▶ **Work to do**
Convert the items from the start of the records through the line containing "M 319 273 L" into a two-column CSV headed instruction and response, one row per item with its text and its answer. Put each value in a single quoted field and replace line breaks with spaces.

▶ **Data excerpts**
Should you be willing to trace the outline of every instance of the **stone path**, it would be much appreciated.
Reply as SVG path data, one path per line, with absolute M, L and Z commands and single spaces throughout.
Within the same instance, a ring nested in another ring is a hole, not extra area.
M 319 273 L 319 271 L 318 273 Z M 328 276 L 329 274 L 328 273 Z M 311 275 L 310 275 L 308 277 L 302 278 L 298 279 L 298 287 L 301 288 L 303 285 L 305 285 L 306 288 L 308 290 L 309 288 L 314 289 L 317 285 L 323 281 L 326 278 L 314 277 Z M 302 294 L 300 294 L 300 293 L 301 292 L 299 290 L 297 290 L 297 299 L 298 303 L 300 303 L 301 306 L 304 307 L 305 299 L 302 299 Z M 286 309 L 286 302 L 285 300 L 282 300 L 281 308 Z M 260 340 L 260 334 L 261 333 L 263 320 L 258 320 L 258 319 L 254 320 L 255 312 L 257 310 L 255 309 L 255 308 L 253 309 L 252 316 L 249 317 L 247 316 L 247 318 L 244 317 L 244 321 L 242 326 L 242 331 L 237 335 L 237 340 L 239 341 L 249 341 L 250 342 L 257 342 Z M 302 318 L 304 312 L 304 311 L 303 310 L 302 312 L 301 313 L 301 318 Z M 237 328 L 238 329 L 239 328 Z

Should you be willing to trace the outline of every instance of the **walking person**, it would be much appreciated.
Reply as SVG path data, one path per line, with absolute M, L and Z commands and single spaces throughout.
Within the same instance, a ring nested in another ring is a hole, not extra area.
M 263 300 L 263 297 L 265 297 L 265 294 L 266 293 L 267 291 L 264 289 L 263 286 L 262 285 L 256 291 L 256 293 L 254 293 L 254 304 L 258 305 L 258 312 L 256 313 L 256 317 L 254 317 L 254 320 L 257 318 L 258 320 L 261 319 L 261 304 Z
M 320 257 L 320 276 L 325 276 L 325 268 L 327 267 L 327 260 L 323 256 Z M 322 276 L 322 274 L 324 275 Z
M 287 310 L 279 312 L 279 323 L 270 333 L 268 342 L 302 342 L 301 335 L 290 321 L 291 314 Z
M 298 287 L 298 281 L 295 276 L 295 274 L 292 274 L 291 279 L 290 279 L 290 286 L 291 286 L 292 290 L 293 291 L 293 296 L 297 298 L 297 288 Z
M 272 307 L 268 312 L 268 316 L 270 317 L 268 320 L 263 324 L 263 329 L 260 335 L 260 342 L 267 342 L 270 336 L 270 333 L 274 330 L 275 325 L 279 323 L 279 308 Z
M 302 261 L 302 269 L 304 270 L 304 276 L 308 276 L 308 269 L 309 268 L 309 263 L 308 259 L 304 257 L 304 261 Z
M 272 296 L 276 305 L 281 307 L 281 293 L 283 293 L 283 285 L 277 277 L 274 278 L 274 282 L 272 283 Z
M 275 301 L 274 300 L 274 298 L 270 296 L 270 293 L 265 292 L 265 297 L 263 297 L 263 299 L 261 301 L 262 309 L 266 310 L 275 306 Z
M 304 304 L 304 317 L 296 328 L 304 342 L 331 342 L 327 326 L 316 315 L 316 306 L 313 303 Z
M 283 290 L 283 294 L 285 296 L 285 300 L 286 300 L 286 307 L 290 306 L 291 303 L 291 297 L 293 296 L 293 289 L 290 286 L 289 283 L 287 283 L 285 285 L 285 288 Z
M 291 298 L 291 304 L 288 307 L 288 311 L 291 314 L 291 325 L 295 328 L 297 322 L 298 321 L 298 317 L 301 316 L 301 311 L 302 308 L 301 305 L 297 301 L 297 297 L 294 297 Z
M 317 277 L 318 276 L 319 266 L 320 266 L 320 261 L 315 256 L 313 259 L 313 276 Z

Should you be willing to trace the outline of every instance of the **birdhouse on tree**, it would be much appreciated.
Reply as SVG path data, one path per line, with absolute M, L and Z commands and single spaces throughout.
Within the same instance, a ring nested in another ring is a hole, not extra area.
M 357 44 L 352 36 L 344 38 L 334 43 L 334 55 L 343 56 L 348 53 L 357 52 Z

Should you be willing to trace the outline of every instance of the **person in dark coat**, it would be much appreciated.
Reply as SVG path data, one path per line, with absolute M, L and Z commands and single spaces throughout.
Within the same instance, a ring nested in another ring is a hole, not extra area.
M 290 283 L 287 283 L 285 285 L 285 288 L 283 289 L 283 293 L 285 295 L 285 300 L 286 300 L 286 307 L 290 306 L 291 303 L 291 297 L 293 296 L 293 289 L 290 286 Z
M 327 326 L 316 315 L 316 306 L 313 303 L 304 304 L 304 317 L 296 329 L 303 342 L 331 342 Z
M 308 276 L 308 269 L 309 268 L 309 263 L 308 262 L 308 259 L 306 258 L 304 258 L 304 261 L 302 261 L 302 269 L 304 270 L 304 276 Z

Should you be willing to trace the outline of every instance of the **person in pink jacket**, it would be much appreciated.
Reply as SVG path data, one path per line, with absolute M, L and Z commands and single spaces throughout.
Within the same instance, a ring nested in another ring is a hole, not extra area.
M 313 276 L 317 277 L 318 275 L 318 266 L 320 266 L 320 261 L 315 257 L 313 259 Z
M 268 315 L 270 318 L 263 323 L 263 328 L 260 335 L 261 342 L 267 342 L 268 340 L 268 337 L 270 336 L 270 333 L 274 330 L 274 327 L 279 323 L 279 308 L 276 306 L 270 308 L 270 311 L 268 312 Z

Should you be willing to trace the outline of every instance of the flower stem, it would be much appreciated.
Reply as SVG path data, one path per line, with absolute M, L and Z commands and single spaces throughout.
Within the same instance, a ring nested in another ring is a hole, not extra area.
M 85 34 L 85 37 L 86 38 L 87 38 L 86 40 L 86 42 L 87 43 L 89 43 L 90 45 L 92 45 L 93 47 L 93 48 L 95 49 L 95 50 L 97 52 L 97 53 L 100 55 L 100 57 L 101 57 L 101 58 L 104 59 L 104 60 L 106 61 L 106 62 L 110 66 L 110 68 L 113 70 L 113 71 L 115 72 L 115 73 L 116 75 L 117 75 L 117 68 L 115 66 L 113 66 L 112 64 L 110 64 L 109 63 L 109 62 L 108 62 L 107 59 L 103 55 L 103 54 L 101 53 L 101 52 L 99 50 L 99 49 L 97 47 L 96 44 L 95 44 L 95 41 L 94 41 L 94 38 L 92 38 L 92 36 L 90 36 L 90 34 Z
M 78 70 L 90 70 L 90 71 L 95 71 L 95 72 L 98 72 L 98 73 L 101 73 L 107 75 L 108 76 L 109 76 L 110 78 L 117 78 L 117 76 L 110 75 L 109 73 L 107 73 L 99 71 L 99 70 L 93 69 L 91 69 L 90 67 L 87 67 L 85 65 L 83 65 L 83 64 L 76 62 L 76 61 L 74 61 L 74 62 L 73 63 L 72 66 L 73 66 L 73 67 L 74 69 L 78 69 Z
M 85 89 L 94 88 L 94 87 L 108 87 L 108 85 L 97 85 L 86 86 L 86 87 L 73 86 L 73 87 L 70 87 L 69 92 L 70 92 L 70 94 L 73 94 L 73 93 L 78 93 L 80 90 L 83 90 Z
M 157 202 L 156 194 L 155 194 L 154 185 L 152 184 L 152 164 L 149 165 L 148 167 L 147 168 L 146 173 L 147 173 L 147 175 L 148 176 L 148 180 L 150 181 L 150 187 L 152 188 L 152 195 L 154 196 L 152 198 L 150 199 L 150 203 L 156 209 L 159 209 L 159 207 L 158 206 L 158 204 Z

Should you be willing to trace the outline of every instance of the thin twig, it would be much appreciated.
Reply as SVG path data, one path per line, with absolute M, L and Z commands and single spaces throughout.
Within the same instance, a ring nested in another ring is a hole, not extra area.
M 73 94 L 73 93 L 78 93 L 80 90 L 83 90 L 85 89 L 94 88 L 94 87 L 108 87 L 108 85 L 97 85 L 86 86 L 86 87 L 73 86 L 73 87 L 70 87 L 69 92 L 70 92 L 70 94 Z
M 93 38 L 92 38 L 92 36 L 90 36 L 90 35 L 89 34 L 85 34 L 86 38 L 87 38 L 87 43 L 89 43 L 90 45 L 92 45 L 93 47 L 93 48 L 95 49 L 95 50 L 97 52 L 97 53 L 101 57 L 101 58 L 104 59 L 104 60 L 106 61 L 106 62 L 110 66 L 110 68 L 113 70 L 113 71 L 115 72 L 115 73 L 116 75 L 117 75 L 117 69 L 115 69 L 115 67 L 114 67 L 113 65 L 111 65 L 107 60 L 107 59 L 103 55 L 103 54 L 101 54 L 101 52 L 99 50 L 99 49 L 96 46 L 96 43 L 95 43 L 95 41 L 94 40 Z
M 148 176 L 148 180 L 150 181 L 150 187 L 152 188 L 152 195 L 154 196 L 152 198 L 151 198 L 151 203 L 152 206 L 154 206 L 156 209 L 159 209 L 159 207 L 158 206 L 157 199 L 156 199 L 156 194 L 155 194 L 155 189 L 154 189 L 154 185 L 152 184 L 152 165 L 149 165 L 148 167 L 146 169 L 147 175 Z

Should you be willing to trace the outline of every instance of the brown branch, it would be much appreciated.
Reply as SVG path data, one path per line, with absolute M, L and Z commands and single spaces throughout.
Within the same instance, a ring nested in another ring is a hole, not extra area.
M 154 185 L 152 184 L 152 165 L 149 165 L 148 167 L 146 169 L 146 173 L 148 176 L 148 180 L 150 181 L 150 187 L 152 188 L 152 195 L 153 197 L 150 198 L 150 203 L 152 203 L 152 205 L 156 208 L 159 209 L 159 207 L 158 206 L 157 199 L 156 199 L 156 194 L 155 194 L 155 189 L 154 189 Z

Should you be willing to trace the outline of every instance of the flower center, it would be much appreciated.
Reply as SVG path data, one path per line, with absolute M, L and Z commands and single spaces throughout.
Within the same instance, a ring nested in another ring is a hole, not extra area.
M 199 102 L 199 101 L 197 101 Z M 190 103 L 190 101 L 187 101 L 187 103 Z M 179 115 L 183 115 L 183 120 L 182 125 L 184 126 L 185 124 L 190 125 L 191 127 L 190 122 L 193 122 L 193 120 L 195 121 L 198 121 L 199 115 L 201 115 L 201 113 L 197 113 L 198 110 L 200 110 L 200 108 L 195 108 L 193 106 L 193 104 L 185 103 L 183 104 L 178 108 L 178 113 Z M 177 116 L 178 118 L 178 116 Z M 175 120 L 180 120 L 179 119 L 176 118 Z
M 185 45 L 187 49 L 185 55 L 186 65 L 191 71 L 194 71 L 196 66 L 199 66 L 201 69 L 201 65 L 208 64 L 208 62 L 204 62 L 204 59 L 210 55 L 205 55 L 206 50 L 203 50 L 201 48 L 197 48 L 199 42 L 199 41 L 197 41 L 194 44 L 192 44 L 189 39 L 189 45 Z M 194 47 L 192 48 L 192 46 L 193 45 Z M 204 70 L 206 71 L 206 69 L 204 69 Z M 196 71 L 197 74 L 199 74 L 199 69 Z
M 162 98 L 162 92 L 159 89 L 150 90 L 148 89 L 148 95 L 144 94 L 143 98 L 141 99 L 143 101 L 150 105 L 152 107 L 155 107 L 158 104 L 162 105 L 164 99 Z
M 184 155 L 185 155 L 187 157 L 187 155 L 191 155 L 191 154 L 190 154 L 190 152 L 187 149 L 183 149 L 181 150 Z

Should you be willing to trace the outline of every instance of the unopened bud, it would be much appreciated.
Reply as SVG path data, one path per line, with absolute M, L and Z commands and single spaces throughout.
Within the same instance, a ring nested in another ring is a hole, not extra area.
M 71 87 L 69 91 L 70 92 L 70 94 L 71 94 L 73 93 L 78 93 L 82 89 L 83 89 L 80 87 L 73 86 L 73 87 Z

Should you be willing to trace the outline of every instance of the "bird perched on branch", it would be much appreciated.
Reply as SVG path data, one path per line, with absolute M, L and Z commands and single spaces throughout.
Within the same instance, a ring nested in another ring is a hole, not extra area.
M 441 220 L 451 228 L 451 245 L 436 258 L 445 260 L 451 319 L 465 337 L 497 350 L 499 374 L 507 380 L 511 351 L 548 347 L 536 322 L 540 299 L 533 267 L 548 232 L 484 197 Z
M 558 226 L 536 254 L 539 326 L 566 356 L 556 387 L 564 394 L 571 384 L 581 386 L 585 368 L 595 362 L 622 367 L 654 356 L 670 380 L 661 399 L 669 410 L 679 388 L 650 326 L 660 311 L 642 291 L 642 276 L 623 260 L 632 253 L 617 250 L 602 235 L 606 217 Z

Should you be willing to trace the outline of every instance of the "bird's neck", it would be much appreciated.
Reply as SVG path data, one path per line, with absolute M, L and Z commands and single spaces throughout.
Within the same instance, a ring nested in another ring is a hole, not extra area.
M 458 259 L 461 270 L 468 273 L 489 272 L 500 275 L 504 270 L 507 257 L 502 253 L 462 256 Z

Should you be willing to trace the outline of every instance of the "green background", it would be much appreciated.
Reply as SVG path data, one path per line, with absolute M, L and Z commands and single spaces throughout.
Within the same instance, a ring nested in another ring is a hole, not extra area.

▶ **Expected answer**
instruction,response
"Should you be willing to trace the outline of every instance of the **stone path**, it would be much appreciated. Reply as SVG path data, one path per line, with absolute M, L and Z commands and single spaces throughout. Within the same instance, a ring nested in another ring is a hole, not extra area.","M 319 273 L 319 271 L 318 273 Z M 328 276 L 329 274 L 328 273 Z M 311 275 L 310 275 L 308 277 L 302 278 L 298 279 L 298 287 L 301 288 L 303 285 L 305 285 L 306 288 L 308 290 L 309 288 L 314 289 L 317 285 L 323 281 L 326 278 L 314 277 Z M 302 294 L 300 294 L 300 293 L 301 292 L 299 290 L 297 290 L 297 299 L 298 303 L 300 303 L 301 306 L 304 307 L 305 299 L 302 299 Z M 286 309 L 286 302 L 285 300 L 282 300 L 281 308 Z M 260 340 L 260 334 L 261 333 L 263 320 L 258 320 L 258 319 L 254 320 L 255 312 L 257 310 L 255 309 L 255 308 L 253 309 L 252 316 L 249 317 L 247 316 L 247 318 L 244 317 L 244 321 L 242 326 L 242 331 L 237 335 L 237 340 L 239 341 L 249 341 L 250 342 L 257 342 Z M 302 318 L 304 312 L 304 311 L 303 310 L 302 312 L 301 313 L 301 318 Z M 237 328 L 238 329 L 239 328 Z"